*Excerpt*.

────────────────────

Working for Justice in a New Way

Thomas Reed
Tom Reed

I’m honored to reintroduce myself to the Marquette Law School community, beyond Dean Kearney’s beginning-of-year letter. In my new (if returning) role as an adjunct faculty member, I look forward to sharing what I’ve learned from a long career working in the criminal justice system and pursuing the wise reforms it needs.

I have spent my professional career in Wisconsin, first as a staff lawyer in the State Public Defender’s office in Milwaukee and then, starting in 2000, as its Regional Attorney Manager, leading the SPD’s Milwaukee trial office. Yet almost as important to me was the opportunity offered to me in 1997 to teach the Public Defender Clinic as an adjunct professor at Marquette Law School. I was welcomed into the Marquette community and have felt close to its mission ever since. More about that in a minute, after some further background.

Having grown up in Connecticut, I entered Northwestern University as an undergraduate with a deep, if unfocused, interest in history, literature, philosophy, and related topics. I spent four amazing years becoming grounded in what one writer famously described as “the best that has been thought and said in the world.” I will forever be grateful for the professors at Northwestern and many others, including my parents, who made that possible. I learned a few things.

Lesson one: Spend time reading important and challenging writers. It will make you a better person and a much better lawyer. You will never have “enough time” for this reading, but do it anyway.

I graduated from Cornell Law School, where I found my place in the law in my second and, especially, third years, when I was able to take seminar courses that started to build a bridge from my continuing interest in history, literature, philosophy to what I was studying in law school.

Lesson two: Legal rules regulate our conduct in many important areas of life. To understand how they work, one must have a broad and deep interest in how people live their lives. Being a technician in the law is not sufficiently enriching; but breathing deeply into the complexities of life, as they appear in cases and with clients, is where the real learning occurs. Learning across disciplines is an essential skill.

It was not a surprise that an opportunity to work as a public defender was highly appealing to me, given what I have described. Looking back on my start as a public defender in 1982, however, I recognize how little I really understood about the lives of the clients I served, the realities of policing in Milwaukee and other American cities, and the struggle it is to really achieve the justice enshrined in our most powerful constitutional principles and decided cases. I spent a long career learning every day in order to do my best work for clients, and then for every lawyer working on behalf of SPD clients.

────────────────────

*Data records*.
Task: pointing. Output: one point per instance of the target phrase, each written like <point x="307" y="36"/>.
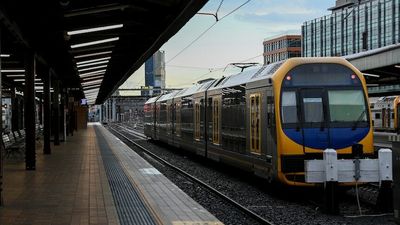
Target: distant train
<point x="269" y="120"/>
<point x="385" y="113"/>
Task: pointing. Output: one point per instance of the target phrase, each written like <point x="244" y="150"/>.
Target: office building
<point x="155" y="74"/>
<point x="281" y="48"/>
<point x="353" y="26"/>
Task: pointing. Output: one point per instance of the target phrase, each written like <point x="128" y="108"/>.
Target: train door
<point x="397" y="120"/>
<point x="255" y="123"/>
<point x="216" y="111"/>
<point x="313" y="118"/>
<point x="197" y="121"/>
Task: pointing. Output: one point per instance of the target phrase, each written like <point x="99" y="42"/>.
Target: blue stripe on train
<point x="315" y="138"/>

────────────────────

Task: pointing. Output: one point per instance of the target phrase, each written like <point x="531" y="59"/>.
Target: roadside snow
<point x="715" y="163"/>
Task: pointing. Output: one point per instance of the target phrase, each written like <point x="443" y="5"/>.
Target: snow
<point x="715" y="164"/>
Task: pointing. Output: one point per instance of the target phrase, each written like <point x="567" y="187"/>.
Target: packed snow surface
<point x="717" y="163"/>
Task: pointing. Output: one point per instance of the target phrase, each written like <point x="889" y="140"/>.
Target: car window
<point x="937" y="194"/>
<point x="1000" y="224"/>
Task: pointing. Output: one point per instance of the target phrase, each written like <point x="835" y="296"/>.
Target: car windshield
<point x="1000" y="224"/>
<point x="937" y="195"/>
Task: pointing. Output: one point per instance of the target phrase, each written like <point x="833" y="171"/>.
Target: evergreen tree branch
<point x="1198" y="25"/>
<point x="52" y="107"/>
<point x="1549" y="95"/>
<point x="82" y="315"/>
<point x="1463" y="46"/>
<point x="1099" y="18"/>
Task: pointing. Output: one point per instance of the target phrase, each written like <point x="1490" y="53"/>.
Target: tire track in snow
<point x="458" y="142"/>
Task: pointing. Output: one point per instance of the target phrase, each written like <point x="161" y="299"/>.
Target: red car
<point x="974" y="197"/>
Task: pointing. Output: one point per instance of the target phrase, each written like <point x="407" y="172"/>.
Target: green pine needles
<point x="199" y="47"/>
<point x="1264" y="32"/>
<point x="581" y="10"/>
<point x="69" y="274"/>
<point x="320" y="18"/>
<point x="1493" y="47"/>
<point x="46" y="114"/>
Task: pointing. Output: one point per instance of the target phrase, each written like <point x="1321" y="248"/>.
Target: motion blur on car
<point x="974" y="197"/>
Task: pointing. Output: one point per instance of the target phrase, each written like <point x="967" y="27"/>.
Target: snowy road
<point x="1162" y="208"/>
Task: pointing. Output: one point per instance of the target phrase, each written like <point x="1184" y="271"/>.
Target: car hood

────────────────────

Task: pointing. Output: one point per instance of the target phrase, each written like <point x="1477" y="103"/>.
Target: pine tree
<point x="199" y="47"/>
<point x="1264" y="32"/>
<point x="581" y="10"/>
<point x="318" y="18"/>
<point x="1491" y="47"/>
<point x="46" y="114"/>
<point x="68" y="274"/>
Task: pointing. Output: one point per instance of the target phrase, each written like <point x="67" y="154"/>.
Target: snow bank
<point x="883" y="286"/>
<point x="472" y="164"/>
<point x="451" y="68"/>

────────────────────

*Exercise A*. Summarize the essay about working for justice in two sentences.
*Exercise B*. Reproduce the stretch of the essay about working for justice from "Thomas Reed" through "reforms it needs.".
*Exercise C*. Take the essay about working for justice further from where it stops.

*Answer A*. Returning to Marquette Law School as an adjunct faculty member, the writer recounts a Wisconsin career in the State Public Defender's office in Milwaukee, including leading its Milwaukee trial office starting in 2000, and the 1997 opportunity to teach the Public Defender Clinic at Marquette. Drawing on studies at Northwestern University and Cornell Law School, the writer urges reading important and challenging writers and learning across disciplines, and acknowledges how little the writer understood about clients' lives on starting as a public defender in 1982.

*Answer B*.
Thomas Reed
Tom Reed

I’m honored to reintroduce myself to the Marquette Law School community, beyond Dean Kearney’s beginning-of-year letter. In my new (if returning) role as an adjunct faculty member, I look forward to sharing what I’ve learned from a long career working in the criminal justice system and pursuing the wise reforms it needs.

*Answer C*.
Lesson three: We never have a just society. But we have the opportunity to do justice every day. And it is hard work. Living in a just society is one of the highest accomplishments possible. We should not be discouraged by the challenges of achieving it. As human beings we struggle to make sense of so many things that the law touches. Resolving conflicts and planning for the future lie at the heart of the work. Justice is an emergent quality, and it comes from our best efforts.

Being the Regional Attorney Manager for the State Public Defender in Milwaukee was an enormous privilege. Once again, looking back, I recognize how much I didn’t know as I took on a leadership role at this level. But here, Marquette Law School played an important role, as it built out the programming that we now take for granted at the Lubar Center. Scholars and leaders in the law and politics regularly appeared and offered perspectives which I thought about every day and still do. It is often said that hurt people hurt people. Are there partial solutions? When Robert Sampson came to Marquette Law School in 2015 to describe the enormous power of neighborhoods based on his research in Chicago, or Mathew Desmond then came for the launch of his book, Evicted, sharing the results of his research in Milwaukee, or Patrick Sharkey came to discuss how crime reductions could be tied in data to the web of organizations lifting people out of poverty, it was clear that powerful ideas were being developed. Crime, especially violence, is not inevitable, and its causes can be addressed more effectively than just using penal strategies.

Lesson four: Make friends with powerful voices outside the law.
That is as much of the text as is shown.